**Task instructions:** Copy the rows below word for word, from the line with "Point out the sky" to the line with "x=102 y=438", including both of those lines. Leave the pictures out of your copy.

-- start of Listed records --

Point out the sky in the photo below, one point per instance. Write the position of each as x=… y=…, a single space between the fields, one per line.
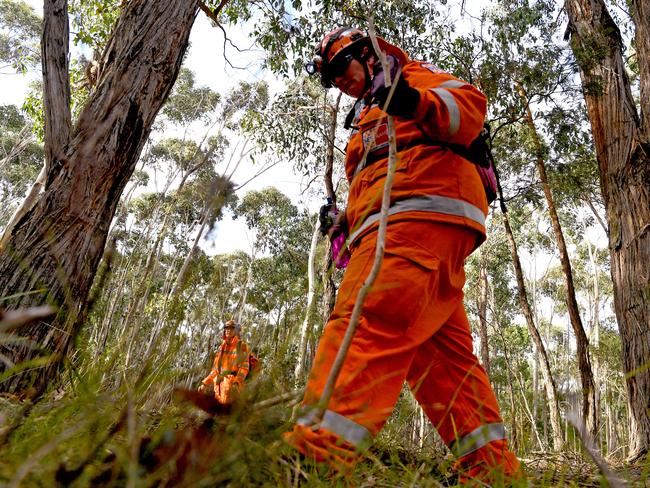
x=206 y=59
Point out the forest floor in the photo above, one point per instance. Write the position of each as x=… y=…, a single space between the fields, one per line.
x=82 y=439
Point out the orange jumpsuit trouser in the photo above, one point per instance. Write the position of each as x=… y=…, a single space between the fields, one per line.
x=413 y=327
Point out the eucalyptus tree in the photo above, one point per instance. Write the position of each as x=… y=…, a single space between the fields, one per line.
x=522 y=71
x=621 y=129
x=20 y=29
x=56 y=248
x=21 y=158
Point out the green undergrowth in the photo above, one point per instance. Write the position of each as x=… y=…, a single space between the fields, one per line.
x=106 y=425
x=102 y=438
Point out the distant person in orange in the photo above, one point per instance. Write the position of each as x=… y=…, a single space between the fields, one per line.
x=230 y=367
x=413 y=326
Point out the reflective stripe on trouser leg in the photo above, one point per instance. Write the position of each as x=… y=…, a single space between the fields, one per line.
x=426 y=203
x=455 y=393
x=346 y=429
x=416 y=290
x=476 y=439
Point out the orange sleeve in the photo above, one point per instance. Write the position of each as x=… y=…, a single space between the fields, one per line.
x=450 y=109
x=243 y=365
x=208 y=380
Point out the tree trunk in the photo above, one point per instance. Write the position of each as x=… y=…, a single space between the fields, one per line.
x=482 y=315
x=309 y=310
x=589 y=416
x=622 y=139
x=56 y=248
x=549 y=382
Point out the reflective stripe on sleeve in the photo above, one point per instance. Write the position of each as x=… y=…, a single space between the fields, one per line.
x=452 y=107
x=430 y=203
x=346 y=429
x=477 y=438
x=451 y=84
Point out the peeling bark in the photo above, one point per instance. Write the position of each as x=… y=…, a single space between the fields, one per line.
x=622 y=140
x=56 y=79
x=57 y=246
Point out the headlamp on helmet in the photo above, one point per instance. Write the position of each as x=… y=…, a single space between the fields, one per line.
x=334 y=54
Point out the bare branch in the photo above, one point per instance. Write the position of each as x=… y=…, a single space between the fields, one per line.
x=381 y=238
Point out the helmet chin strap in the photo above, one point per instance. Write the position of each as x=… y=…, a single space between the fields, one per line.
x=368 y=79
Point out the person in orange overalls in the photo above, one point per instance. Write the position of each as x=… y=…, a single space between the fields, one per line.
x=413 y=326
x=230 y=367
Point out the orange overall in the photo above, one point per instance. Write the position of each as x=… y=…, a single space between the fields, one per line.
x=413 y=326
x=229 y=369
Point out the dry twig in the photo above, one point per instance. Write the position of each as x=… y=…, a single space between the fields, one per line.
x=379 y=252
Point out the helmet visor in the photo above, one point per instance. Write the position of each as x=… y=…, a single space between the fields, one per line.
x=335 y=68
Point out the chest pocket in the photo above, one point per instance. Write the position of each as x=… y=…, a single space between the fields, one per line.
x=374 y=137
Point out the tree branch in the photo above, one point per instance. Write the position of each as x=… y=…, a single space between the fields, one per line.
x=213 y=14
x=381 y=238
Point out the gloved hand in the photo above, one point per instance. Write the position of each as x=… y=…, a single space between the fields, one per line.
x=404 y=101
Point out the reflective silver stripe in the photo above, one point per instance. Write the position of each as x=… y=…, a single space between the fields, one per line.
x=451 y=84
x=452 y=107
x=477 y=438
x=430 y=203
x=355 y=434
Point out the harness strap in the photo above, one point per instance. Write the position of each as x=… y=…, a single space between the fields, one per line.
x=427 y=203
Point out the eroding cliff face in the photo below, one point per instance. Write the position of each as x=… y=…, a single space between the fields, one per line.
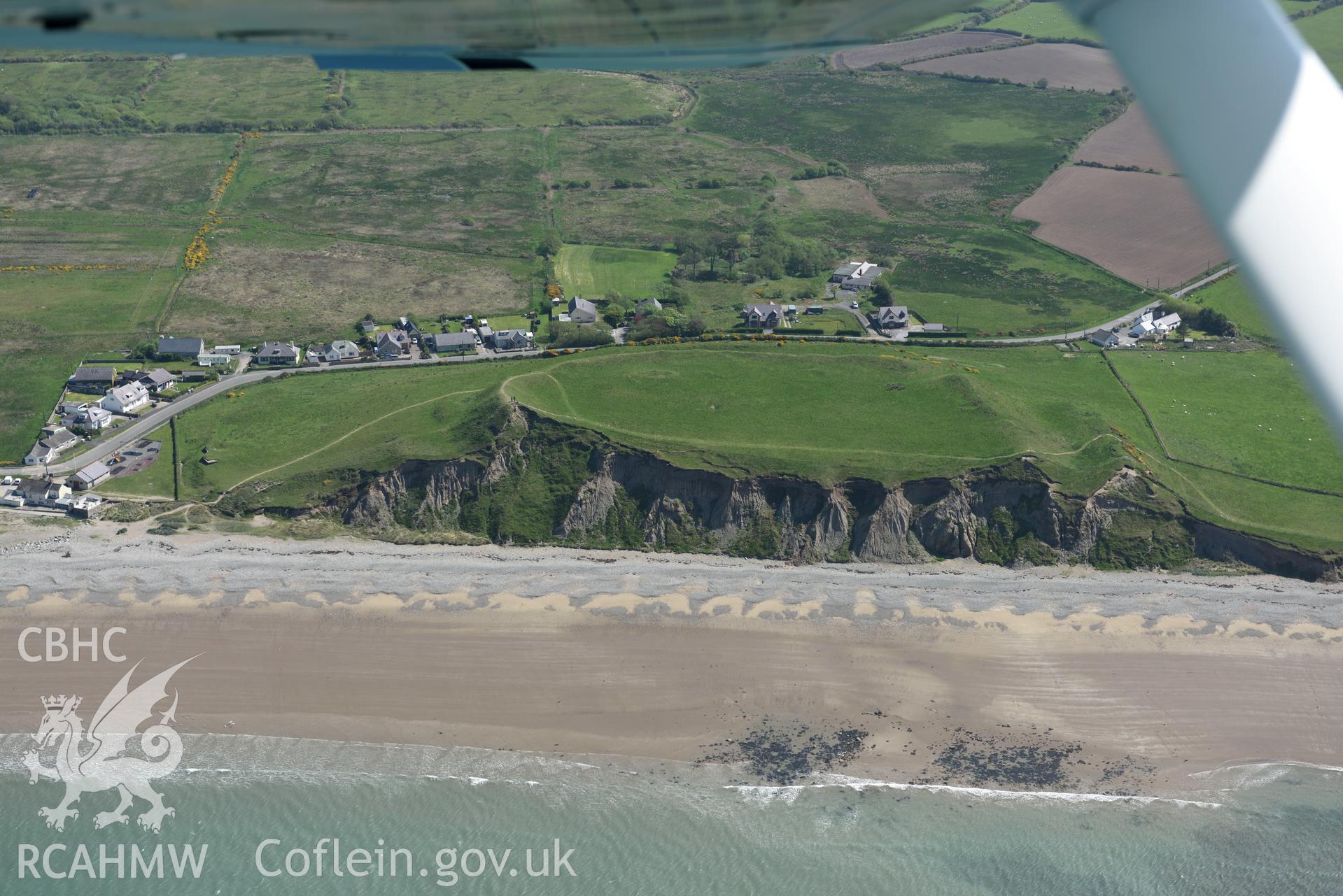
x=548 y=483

-- end of Listed records --
-- start of Listed records --

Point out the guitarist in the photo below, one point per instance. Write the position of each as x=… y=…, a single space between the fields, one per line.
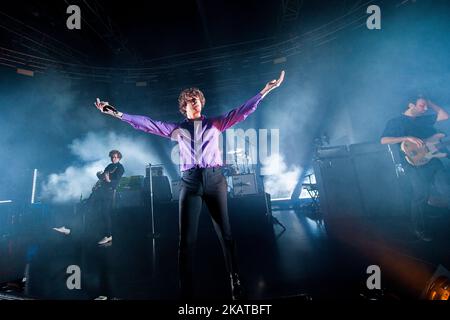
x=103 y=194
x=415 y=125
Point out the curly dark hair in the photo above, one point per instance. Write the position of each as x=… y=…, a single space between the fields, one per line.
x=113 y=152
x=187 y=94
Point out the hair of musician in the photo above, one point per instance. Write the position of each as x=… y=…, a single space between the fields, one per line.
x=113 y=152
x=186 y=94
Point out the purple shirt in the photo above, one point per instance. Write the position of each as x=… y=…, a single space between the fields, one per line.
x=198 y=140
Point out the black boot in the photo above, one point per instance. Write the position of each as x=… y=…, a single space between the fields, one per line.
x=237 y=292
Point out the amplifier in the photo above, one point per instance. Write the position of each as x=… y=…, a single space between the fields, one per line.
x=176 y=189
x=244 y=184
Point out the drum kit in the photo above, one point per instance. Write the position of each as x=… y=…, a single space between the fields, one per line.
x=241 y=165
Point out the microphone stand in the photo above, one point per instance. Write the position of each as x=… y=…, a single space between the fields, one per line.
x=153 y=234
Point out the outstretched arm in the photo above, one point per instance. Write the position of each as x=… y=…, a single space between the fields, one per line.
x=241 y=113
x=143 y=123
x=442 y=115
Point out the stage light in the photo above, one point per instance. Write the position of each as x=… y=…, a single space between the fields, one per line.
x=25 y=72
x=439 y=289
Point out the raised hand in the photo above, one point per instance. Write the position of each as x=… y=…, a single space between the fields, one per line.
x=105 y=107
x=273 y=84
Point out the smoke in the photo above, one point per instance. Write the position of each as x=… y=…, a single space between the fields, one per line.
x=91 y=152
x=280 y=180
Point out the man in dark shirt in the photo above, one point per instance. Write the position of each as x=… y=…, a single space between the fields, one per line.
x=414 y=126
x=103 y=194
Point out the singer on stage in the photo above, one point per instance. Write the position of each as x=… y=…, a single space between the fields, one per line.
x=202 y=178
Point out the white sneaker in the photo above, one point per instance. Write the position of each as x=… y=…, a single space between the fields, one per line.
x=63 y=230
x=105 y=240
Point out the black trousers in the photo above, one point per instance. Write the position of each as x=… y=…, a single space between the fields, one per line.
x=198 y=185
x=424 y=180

-- end of Listed records --

**Output of the task:**
Point out the sky in the photo below, one point per instance. Write the position of each as x=… y=…, a single space between the fields, one per line.
x=206 y=59
Point out the forest floor in the photo above, one point per instance. Write the position of each as x=… y=…, a single space between the fields, one per line.
x=82 y=439
Point out the orange jumpsuit trouser in the photo above, one point per instance. Write the position of each as x=… y=…, a single space between the fields, one per line.
x=413 y=327
Point out the eucalyptus tree in the photo above, one point per instance. Write the position of each as x=… y=…, a single space between the fields, one per line.
x=522 y=71
x=621 y=129
x=20 y=29
x=56 y=248
x=21 y=158
Point out the green undergrowth in the photo above, one point per instance. Write the position of each as x=… y=…, a single space between the fields, one per line.
x=106 y=425
x=102 y=438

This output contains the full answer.